====== Texto

A descrição dos olhos da personagem encerra a seguinte questão: Como possui olhos sem mistérios a mulher que constitui um enigma? Parece certo afirmar que a visão do Conselheiro é equivocada, já que ele declara em seguida: “Tanto não os tinha (mistérios) que cheguei ao ponto de supor que eram as portas abertas do castelo (...)” (p. 126). Quintília nunca “abriu as portas” a seu pretendente.

Seu olhar, misterioso ou não, encobria uma personalidade inatingível. O que desejava Machado: chacotear seu “narrador” ou sugerir nas entrelinhas que os olhos não são dignos de confiabilidade? Facioli, ao analisar a problemática do ponto de vista no texto machadiano, conclui:

(...) o próprio narrador é contestado continuamente em sua versão dos “fatos” narrados, sendo desmistificado pelos outros ou por seu próprio discurso. A verdade do texto é uma questão de ponto de vista e, portanto, sempre determinada pelos “interesses em jogo”.

O leitor estará diante dos movimentos de uma verdade sempre ambígua e instável. (Facioli, 1982, p. 40-1)

Em seguida, a descrição se foca no “ar de riso” da “desejada das gentes” que confere a sua face um tom permanentemente irônico. Quintília ri diante do discurso romântico do Conselheiro. Seu riso é pontiagudo e se dirige não apenas ao personagem, mas ao leitor habituado às paixões romanescas. Os demais leitores Machado convida a rir também. Não um riso frouxo, intenso, incontido, e sim um sutil e cáustico distender de lábios.

============

> **Tarefa**
Retome o texto sobre o olhar e o riso de Quintília, seguindo a partir da última frase. As linhas vêm de uma fonte diferente da do texto.

====== Linhas listadas

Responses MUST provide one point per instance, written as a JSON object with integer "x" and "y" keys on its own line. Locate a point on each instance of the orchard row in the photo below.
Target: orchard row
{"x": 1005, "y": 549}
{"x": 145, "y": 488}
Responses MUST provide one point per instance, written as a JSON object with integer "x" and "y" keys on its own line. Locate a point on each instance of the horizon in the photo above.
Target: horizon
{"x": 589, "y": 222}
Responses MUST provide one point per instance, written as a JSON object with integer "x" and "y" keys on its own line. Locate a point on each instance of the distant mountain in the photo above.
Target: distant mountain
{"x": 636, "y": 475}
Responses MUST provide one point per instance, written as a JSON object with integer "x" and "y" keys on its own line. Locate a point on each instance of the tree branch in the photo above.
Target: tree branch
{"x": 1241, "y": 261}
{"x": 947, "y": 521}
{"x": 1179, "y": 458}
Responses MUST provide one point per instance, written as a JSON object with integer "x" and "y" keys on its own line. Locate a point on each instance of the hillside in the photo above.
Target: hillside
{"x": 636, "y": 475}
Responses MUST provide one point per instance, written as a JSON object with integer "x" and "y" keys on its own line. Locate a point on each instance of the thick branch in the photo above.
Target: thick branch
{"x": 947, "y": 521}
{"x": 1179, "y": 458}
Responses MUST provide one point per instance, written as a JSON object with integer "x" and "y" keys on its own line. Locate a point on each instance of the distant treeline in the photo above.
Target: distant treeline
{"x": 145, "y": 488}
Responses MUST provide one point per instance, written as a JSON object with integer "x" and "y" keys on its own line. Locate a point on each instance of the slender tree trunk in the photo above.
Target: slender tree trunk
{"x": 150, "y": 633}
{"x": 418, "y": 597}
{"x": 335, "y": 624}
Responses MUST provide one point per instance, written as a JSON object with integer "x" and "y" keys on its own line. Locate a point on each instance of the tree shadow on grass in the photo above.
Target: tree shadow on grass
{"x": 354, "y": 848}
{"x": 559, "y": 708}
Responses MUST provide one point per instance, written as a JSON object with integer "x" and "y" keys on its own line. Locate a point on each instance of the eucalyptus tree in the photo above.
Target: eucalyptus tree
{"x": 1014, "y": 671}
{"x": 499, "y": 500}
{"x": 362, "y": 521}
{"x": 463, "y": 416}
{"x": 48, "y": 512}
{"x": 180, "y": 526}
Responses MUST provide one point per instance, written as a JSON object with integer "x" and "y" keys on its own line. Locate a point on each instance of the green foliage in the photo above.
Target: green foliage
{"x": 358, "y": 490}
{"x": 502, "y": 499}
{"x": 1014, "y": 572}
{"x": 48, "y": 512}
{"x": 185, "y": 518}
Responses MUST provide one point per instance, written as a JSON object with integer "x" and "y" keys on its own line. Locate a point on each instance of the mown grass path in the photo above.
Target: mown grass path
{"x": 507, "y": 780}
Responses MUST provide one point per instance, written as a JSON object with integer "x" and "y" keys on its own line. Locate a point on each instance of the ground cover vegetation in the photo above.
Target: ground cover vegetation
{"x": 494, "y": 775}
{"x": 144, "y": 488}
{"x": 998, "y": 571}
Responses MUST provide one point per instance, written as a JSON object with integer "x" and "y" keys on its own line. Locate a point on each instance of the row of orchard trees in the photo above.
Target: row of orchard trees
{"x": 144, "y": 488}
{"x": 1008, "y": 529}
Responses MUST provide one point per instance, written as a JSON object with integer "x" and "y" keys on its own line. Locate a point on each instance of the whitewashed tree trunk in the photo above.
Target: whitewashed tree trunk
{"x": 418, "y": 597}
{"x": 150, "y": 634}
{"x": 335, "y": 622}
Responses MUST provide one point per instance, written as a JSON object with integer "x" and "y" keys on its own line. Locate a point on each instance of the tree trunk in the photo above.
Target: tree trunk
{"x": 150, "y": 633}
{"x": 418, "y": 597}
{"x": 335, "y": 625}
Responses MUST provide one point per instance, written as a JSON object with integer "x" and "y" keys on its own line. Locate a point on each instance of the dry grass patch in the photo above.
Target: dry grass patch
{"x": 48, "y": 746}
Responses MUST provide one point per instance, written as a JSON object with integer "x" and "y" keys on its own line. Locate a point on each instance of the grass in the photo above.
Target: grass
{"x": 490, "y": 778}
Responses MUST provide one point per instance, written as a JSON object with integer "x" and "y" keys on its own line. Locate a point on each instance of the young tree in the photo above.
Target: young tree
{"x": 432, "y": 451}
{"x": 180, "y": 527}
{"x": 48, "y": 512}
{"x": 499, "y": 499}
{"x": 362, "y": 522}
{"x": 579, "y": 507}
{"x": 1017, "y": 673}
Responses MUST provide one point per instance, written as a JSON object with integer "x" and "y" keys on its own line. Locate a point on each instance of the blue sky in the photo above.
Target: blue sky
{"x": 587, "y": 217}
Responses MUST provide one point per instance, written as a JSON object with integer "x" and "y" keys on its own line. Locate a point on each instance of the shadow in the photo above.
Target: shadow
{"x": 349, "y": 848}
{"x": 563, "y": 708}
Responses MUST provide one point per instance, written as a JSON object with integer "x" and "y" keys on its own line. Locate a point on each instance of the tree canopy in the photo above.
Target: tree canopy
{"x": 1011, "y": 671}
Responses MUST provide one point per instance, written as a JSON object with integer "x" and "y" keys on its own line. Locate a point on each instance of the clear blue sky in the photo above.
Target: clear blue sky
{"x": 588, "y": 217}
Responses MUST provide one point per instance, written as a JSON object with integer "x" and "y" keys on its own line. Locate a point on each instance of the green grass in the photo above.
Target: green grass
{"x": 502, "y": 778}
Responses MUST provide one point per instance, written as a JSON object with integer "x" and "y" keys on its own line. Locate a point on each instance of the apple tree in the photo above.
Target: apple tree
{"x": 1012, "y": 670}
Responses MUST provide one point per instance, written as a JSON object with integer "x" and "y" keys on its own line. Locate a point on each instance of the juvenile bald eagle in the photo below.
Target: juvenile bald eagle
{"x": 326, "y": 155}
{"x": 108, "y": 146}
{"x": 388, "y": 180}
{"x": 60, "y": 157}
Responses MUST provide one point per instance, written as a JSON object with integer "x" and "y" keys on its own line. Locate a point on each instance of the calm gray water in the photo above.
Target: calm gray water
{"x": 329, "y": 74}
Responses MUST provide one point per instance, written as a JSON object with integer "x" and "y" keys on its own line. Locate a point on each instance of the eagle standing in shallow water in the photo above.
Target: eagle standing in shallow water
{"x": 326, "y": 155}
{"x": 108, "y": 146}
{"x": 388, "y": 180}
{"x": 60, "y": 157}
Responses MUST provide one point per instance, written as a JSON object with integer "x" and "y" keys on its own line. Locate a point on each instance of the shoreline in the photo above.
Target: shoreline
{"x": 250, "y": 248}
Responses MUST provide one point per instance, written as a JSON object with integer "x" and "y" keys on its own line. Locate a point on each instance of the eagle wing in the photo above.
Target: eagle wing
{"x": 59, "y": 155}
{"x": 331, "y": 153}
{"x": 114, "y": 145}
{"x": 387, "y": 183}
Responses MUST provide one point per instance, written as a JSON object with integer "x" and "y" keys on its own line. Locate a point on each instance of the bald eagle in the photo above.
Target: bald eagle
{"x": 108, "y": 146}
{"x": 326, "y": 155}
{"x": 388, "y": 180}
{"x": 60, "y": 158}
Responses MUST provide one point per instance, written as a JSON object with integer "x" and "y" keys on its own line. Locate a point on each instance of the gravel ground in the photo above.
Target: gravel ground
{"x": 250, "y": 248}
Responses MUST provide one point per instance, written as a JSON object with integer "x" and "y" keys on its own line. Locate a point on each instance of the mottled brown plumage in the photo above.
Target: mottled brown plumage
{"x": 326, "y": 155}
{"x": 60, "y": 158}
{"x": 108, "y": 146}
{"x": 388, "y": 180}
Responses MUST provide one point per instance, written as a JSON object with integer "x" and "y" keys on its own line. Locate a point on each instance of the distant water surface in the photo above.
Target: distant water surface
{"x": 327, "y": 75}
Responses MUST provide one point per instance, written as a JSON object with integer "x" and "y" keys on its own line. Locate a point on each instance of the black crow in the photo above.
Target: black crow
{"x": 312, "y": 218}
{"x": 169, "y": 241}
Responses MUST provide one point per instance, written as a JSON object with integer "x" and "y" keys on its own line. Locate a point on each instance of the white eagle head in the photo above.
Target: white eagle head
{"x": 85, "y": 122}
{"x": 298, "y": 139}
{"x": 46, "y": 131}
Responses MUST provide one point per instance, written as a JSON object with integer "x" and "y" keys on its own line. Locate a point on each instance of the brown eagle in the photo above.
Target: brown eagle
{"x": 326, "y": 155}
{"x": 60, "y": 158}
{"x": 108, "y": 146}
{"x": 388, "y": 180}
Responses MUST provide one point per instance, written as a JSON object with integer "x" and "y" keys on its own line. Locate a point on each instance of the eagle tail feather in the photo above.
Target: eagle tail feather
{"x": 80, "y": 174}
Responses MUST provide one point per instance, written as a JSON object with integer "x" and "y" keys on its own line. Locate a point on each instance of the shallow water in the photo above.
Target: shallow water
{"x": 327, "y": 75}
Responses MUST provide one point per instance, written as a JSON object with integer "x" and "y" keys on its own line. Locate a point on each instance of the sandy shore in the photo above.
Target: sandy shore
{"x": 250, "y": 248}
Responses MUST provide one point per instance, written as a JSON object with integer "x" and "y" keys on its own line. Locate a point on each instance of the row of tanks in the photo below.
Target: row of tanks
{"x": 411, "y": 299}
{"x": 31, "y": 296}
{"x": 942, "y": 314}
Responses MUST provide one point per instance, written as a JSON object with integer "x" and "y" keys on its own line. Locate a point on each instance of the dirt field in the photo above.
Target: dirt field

============

> **Resposta do exercício**
O Conselheiro passa a explicitar a origem de seu desejo. Ela era bela, mas não fora a beleza o chamariz da vontade. O interesse é despertado apenas quando ouve “um grupo de moços que falavam dela, como de uma fortaleza inexpugnável” (p. 126). Quintília se torna objeto de conquista valorizado pelo desejo do Outro e pela dificuldade de apreensão do próprio objeto.

Camille Dumouliè, professor de Literatura Comparada na Universidade de Paris X-Nanterre, em sua obra O desejo, reúne autores ao longo da filosofia e da psicanálise que tentaram compreender o universo deste afeto. Ao apresentar a contribuição lacaniana, assinala, tendo como foco o “seio da mulher”: Para se tornar causa do desejo, é necessário que tenha sido objeto do desejo de Outro, visto que, segundo a fórmula de Lacan, o desejo do homem é o desejo do Outro (2005, p. 110).

Embora a psicanálise alcance a concepção de desejo intrínseca no conto, a raiz deste tipo de aspiração possui um viés mais schopenhauriano e, por conseguinte, mais machadiano. Querer o que o Outro deseja centra-se não na mimese, mas na vaidade. Ao alcançar o que todos almejam, ganha-se a admiração (ou a idolatria) dos olhos da opinião. A vaidade mascarada por outros sentimentos é recorrente na obra de Machado e não são poucos os críticos que apontam a influência da doutrina do filósofo alemão. Ambos ambicionavam dissecar a alma humana e acreditavam nas aparências que camuflam verdades:

No trato humano, as pessoas fazem como a Lua e os corcundas, isto é, mostram apenas a metade; e cada um é dotado do talento inato de compor o rosto com habilidade mímica, de modo a parecer rigorosamente aquilo que devera ser; e como a máscara é feita adrede para ele, assenta-lhe tão bem, que a ilusão é completa. (Schopenhauer, 1956, p. 179)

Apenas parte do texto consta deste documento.